***** Records for the task *****

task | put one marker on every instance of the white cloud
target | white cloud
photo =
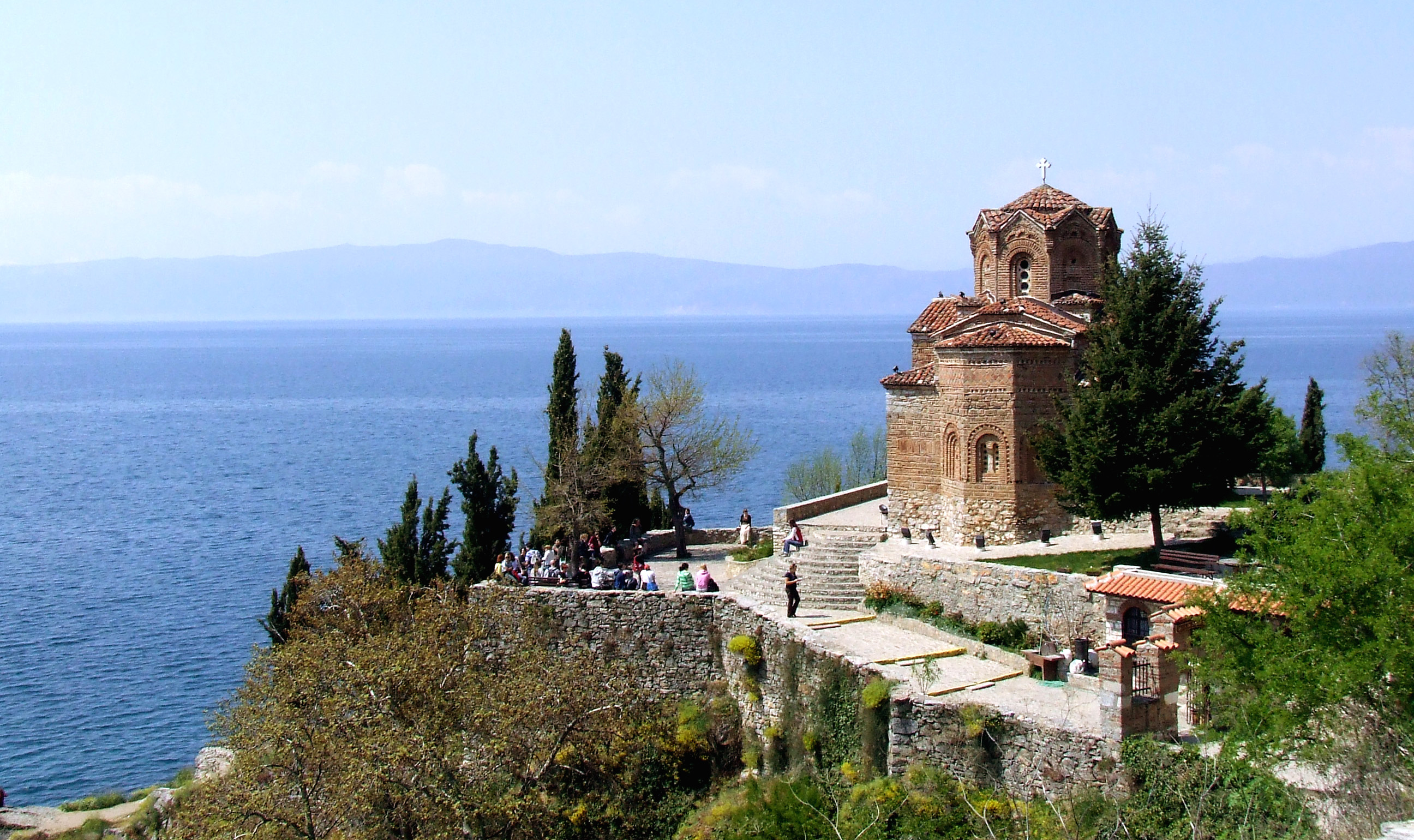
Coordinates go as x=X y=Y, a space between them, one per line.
x=337 y=173
x=414 y=182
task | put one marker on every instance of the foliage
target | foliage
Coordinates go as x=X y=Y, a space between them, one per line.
x=1389 y=406
x=488 y=502
x=876 y=693
x=563 y=413
x=747 y=648
x=278 y=621
x=1159 y=418
x=880 y=596
x=825 y=473
x=1183 y=794
x=685 y=449
x=613 y=439
x=405 y=713
x=1313 y=429
x=813 y=476
x=1331 y=595
x=412 y=559
x=1274 y=442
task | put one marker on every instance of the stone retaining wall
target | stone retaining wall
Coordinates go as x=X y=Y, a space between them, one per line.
x=976 y=745
x=676 y=643
x=1048 y=602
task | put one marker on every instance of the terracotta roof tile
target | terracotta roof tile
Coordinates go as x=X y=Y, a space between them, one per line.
x=1146 y=586
x=911 y=378
x=1044 y=199
x=1034 y=307
x=1002 y=335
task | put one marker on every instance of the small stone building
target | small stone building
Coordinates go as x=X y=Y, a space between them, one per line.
x=987 y=368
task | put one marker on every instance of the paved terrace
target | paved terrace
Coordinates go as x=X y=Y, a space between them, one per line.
x=952 y=679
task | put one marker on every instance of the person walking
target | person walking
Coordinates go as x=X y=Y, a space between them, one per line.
x=796 y=539
x=792 y=592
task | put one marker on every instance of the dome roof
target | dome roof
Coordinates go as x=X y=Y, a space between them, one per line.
x=1045 y=199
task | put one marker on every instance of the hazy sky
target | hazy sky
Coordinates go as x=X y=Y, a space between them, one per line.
x=789 y=135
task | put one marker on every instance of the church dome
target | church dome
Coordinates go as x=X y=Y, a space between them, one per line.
x=1045 y=199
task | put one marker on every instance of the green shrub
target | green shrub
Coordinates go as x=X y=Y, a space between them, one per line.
x=97 y=801
x=747 y=648
x=877 y=692
x=880 y=596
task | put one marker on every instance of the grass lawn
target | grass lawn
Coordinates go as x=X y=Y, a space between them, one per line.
x=1082 y=562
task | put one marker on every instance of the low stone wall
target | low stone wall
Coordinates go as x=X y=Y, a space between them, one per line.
x=976 y=745
x=856 y=495
x=1048 y=602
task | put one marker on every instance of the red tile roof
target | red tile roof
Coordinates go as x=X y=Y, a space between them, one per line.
x=1002 y=335
x=911 y=378
x=1145 y=586
x=1034 y=307
x=1044 y=199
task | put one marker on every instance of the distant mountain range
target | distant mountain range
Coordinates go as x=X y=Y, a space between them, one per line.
x=463 y=279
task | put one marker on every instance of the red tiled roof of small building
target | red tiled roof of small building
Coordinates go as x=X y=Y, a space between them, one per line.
x=1146 y=587
x=907 y=378
x=1002 y=335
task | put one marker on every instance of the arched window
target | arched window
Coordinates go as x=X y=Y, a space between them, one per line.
x=1023 y=271
x=1136 y=624
x=989 y=459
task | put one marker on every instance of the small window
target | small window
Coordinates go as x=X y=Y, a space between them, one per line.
x=1136 y=624
x=989 y=457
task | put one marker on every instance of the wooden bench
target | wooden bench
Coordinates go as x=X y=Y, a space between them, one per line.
x=1187 y=563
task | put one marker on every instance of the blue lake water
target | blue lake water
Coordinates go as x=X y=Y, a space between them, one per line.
x=159 y=477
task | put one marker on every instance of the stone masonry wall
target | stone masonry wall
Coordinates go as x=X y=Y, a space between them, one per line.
x=676 y=643
x=1048 y=602
x=999 y=750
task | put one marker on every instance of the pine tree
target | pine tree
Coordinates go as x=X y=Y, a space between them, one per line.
x=1159 y=418
x=282 y=603
x=399 y=550
x=563 y=412
x=612 y=443
x=488 y=501
x=1313 y=429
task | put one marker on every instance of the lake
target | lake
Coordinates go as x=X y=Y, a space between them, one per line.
x=159 y=477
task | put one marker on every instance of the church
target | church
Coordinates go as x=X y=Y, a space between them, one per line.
x=987 y=368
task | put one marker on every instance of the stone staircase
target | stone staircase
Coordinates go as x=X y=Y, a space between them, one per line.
x=829 y=569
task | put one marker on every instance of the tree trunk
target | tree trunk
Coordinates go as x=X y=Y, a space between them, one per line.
x=1157 y=525
x=679 y=531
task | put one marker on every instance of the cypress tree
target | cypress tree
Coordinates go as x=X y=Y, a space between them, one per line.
x=488 y=501
x=1159 y=418
x=399 y=550
x=282 y=603
x=563 y=412
x=612 y=442
x=433 y=550
x=1313 y=429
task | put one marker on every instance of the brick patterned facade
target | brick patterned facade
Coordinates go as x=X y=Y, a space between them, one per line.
x=987 y=369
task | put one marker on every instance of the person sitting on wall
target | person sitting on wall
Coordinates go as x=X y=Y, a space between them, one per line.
x=795 y=541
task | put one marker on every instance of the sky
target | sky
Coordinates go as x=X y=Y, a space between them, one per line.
x=774 y=134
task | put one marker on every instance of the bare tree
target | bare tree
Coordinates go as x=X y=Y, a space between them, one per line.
x=685 y=449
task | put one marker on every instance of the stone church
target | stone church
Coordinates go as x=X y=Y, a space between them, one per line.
x=987 y=368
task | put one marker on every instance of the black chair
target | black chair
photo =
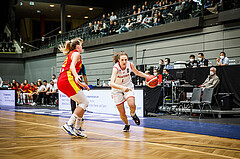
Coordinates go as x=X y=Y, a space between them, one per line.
x=206 y=100
x=196 y=96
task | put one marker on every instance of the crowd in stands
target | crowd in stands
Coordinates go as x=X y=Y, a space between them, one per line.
x=148 y=15
x=164 y=67
x=36 y=94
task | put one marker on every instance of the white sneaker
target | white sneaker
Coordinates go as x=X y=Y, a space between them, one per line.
x=69 y=130
x=79 y=133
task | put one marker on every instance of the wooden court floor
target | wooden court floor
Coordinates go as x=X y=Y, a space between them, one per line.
x=24 y=135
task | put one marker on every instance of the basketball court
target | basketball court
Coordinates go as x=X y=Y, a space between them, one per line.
x=36 y=133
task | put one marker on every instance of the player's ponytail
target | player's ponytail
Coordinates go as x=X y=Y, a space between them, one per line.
x=70 y=45
x=116 y=56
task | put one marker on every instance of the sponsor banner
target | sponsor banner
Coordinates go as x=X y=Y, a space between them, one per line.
x=7 y=97
x=100 y=101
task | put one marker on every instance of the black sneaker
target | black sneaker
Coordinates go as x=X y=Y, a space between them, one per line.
x=136 y=119
x=126 y=128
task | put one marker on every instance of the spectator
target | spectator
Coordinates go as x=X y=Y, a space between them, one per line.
x=37 y=96
x=160 y=18
x=96 y=27
x=54 y=78
x=115 y=28
x=104 y=18
x=52 y=93
x=223 y=60
x=202 y=62
x=155 y=19
x=192 y=62
x=187 y=9
x=113 y=17
x=156 y=72
x=133 y=9
x=90 y=29
x=166 y=75
x=212 y=80
x=143 y=11
x=161 y=66
x=167 y=64
x=134 y=17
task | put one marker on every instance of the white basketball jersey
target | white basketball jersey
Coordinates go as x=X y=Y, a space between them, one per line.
x=123 y=76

*****

[Exercise objective] Return the entire listing above line for line, unchanged, with the pictures omitted.

[Written reply]
task | put one marker on every instance of the white cloud
target | white cloud
photo =
Coordinates go as x=X y=Y, a space between them, one per line.
x=337 y=173
x=414 y=182
task | put one marker on every instance of the foliage
target | foliage
Coordinates go as x=X y=Y, a space between them, one per line.
x=1389 y=406
x=488 y=502
x=876 y=693
x=563 y=413
x=747 y=648
x=278 y=621
x=1159 y=418
x=880 y=596
x=825 y=473
x=1183 y=794
x=685 y=449
x=613 y=439
x=405 y=713
x=1313 y=429
x=813 y=476
x=1331 y=595
x=412 y=559
x=1274 y=442
task | put one marker on every instance of the stone retaining wall
target | stone retaining wall
Coordinates go as x=X y=Y, a space between them, one per line.
x=976 y=745
x=676 y=643
x=1048 y=602
task | put one marker on every instance of the terracotta roof tile
target | terracotta roof tile
Coordinates go as x=X y=Y, a space between them, one per line.
x=1146 y=586
x=911 y=378
x=1044 y=199
x=1034 y=307
x=1002 y=335
task | put one marker on every instance of the small stone building
target | small stone building
Coordinates go as x=X y=Y, a space between them, one per line.
x=987 y=368
task | put one marker on every instance of the paved terrace
target | paved terrace
Coordinates go as x=X y=Y, a space between them, one per line.
x=952 y=679
task | put one marker on every instance of the person walking
target | person walking
Coordinates go as x=X y=Y, a space between them, one per line.
x=796 y=539
x=792 y=592
task | put one marker on every instance of the dome roof
target | dome roof
Coordinates go as x=X y=Y, a space between them, one per line.
x=1045 y=199
task | put one marker on every instance of the hazy sky
target | hazy sky
Coordinates go as x=X y=Y, a space between them, one per line.
x=789 y=135
task | put one marker on every instance of the church dome
target | church dome
Coordinates go as x=X y=Y, a space between them, one per line.
x=1045 y=199
task | put one marker on every instance of the green shrub
target | green shrub
Coordinates go as x=X y=Y, a space between them, one per line.
x=97 y=801
x=747 y=648
x=877 y=692
x=880 y=596
task | put one marker on every instance of the grass lawn
target | grass lawn
Coordinates go as x=X y=Y, a space between them, one per line.
x=1082 y=562
task | put one marker on every instance of the low stone wall
target | low stone wall
Coordinates go as x=X y=Y, a space between them, one per line.
x=976 y=745
x=856 y=495
x=1048 y=602
task | put one marker on every instance of the red tile roof
target | red tile roof
Coordinates go as x=X y=Y, a space between them, one per line.
x=1002 y=335
x=911 y=378
x=1145 y=586
x=1034 y=307
x=1044 y=199
task | put one marker on every instance of the distant mountain range
target | distant mountain range
Coordinates go as x=X y=Y, a space between them, one per line.
x=463 y=279
task | put one marker on every instance of the red tiled roof of small building
target | red tiled roof of small building
Coordinates go as x=X y=Y, a space between them, one per line.
x=1146 y=587
x=907 y=378
x=1002 y=335
task | put one marker on every instance of the arched window
target | arched window
Coordinates go as x=X y=Y, a space between them, one per line.
x=1023 y=271
x=1136 y=624
x=989 y=459
task | put one marker on every instance of the small window
target | small window
Coordinates go as x=X y=Y, a space between them, one per line.
x=1136 y=624
x=989 y=457
task | put one marker on every instance of the wooden bench
target | wooden bench
Coordinates go as x=X y=Y, a space between them, one per line.
x=1187 y=563
task | put one marker on every instance of the blue lake water
target | blue lake water
Coordinates go as x=X y=Y, a space between them, one per line.
x=159 y=477
task | put one marker on every instance of the stone masonry wall
target | stone masonry wall
Coordinates go as x=X y=Y, a space between them, one per line.
x=676 y=643
x=1048 y=602
x=999 y=750
task | put one marker on every instance of the pine tree
target | pine tree
Coordinates go as x=X y=Y, a space between them, one per line.
x=1159 y=418
x=282 y=603
x=399 y=550
x=563 y=412
x=612 y=443
x=488 y=501
x=1313 y=429
task | put one marker on every instance of the lake
target | lake
Coordinates go as x=X y=Y, a space between them, one per line.
x=159 y=477
task | put one marker on every instance of the church
target | church
Coordinates go as x=X y=Y, a space between them, one per line.
x=987 y=368
task | put one marker on every instance of the stone staircase
target | stone staircase
Coordinates go as x=X y=Y, a space between them, one per line.
x=829 y=569
task | put one marker on every instance of the tree trunk
target | tree trunk
Coordinates go as x=X y=Y, a space between them, one per line.
x=1157 y=525
x=679 y=531
task | put one marker on every instance of the cypress tree
target | cypress tree
Coordinates go as x=X y=Y, a space between them, one per line.
x=488 y=501
x=1159 y=418
x=399 y=550
x=282 y=603
x=563 y=412
x=612 y=442
x=433 y=550
x=1313 y=429
task | put one marker on every instance of the brick patterned facade
target | brick patterned facade
Coordinates go as x=X y=Y, a space between them, one per line.
x=987 y=369
task | put one marker on every instance of the person sitting on wall
target | person sitting on wall
Coordinates go as x=X y=Y, a space between them, one per line.
x=795 y=541
task | put one marker on every instance of the sky
target | sky
Coordinates go as x=X y=Y, a space between them, one per line.
x=774 y=134
task | put one marker on every instance of the bare tree
target | bare tree
Coordinates go as x=X y=Y, a space between them, one per line.
x=685 y=449
task | put one marker on every instance of the stone church
target | stone church
Coordinates go as x=X y=Y, a space between them, one per line.
x=987 y=368
task | put one marker on every instance of the black chair
target | black chair
photo =
Coordinates go as x=X y=Y, a space between them, one per line.
x=206 y=100
x=196 y=96
task | put one marker on every instance of the crowd in stands
target | crowd in stands
Coordinates go as x=X y=Y, a space between them, one per line.
x=148 y=15
x=164 y=67
x=36 y=94
task | put one marker on every instance of the white sneaker
target | white sneaker
Coordinates go as x=X y=Y, a space between them, one per line.
x=69 y=130
x=79 y=133
task | put one marker on every instance of the wooden court floor
target | wooden court floor
Coordinates go as x=X y=Y, a space between them, one per line.
x=24 y=135
task | put one marker on every instance of the basketball court
target | basketball court
Coordinates go as x=X y=Y, a space between them, one per line.
x=36 y=133
task | put one marker on every instance of the player's ponytail
target | player's ponytail
Coordinates go as x=X y=Y, a space between them, one per line.
x=70 y=45
x=116 y=56
task | put one marker on every instance of the sponsor banner
target | sponsor banner
Coordinates go as x=X y=Y, a space between them, one per line.
x=7 y=97
x=100 y=101
task | put one marker on every instance of the black sneaker
target | black sneaker
Coordinates go as x=X y=Y, a space between them, one per line.
x=136 y=119
x=126 y=128
task | put one marker on every instance of the spectator
target | spectator
Coordinates go as x=X y=Y, a space between them, one per line.
x=37 y=96
x=160 y=18
x=96 y=27
x=54 y=78
x=115 y=28
x=104 y=18
x=52 y=93
x=223 y=60
x=202 y=62
x=155 y=19
x=192 y=62
x=187 y=9
x=113 y=17
x=156 y=72
x=133 y=9
x=90 y=29
x=166 y=75
x=212 y=80
x=143 y=11
x=161 y=66
x=167 y=64
x=134 y=17
task | put one marker on every instance of the white basketball jersey
target | white basketball jersey
Coordinates go as x=X y=Y, a space between them, one per line.
x=123 y=76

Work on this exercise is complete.